──────── INFORMATION PROVIDED ────────
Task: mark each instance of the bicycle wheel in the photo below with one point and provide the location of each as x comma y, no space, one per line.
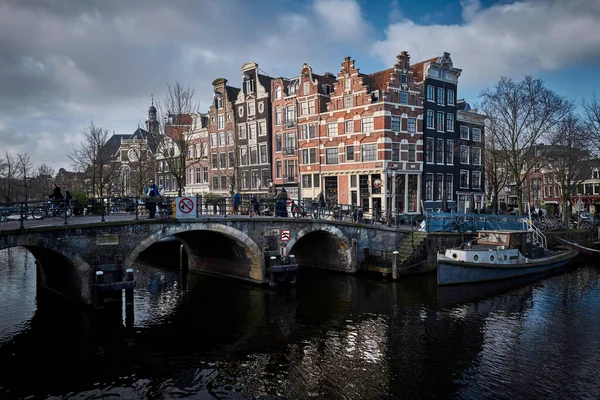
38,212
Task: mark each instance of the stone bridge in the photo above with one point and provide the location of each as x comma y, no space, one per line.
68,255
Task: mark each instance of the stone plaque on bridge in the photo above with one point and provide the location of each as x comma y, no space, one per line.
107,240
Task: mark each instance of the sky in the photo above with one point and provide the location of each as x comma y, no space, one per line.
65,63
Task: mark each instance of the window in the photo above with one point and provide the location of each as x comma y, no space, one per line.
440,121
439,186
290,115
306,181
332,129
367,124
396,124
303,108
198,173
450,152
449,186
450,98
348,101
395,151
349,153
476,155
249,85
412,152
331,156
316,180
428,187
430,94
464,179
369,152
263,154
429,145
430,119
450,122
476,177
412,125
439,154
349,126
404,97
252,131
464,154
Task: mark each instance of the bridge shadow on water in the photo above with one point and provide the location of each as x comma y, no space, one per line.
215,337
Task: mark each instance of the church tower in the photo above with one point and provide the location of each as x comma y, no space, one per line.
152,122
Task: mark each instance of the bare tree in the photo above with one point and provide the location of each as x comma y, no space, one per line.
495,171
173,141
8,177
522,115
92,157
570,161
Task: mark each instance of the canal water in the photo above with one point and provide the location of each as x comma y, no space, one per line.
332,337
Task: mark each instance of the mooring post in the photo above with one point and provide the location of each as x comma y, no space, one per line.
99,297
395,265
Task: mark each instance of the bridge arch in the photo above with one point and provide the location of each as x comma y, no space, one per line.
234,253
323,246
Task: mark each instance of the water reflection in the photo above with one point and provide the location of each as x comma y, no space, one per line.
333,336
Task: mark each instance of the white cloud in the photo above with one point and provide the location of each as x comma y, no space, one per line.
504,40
────────
## PROBLEM
Repeat everything in the records precisely. Images are excluded from the copy.

## RIGHT ANSWER
Task: mark each instance of the bicycle wheel in the photo below with one point and provide the location of each as x comma y, no space, one per line.
38,212
Task: mark each instance of the stone bridge in the photo above with one point and provide the location of each as x comma y, no space, one per line.
68,255
Task: mark each instance of the stone plaque on bridge in the photo above with one point and provide the location of each as x comma y, no space, one per line.
107,240
Task: mark each instance of the sky in the photo above with one point and provide the location of each as x comma y, no space, one per line.
65,63
Task: mark each instance of the window in the photo above with one point and provide the location of each as x comma y, no space, one per line.
440,121
439,186
290,115
306,181
332,129
367,124
396,124
303,108
198,173
450,152
449,186
450,98
348,101
395,151
349,153
476,155
249,85
412,152
331,156
316,180
428,187
430,94
464,179
369,152
263,154
429,145
430,119
450,122
476,177
412,125
439,154
349,126
404,97
252,131
464,154
Task: mark each instance of the bridge shadow on water in the photo above with one point and provide the location of each as x comma y, no space, one per line.
215,337
Task: mark each instance of the church tower in the photo above with one point and provide the location of each as x comma y, no space, one per line.
152,122
Task: mark each instance of the bare tree in the photo above with one point and provide the location of each as x comma y, no space, one per line.
495,171
173,141
8,177
522,115
92,157
570,161
Task: mark each instance of the canal water in the photo above with one point and provide the location of each as x comma y, no space, one per line.
332,337
Task: mark each instance of the mooring post in the photo above with one point and provide the location of each as x comma y, no space, one per line.
99,297
395,265
Task: mark each instance of the bridge arch in the photo above with one point and provide the location of each as x comma y, no space, one per line.
234,253
323,246
Task: mark each instance of the water reflection in the photo above with one point and provide the location of each as x comma y, no space, one per line.
333,336
Task: mark each instance of the white cloud in the photo above with one point and provide the location of each as x comma y, no space, one per line.
504,40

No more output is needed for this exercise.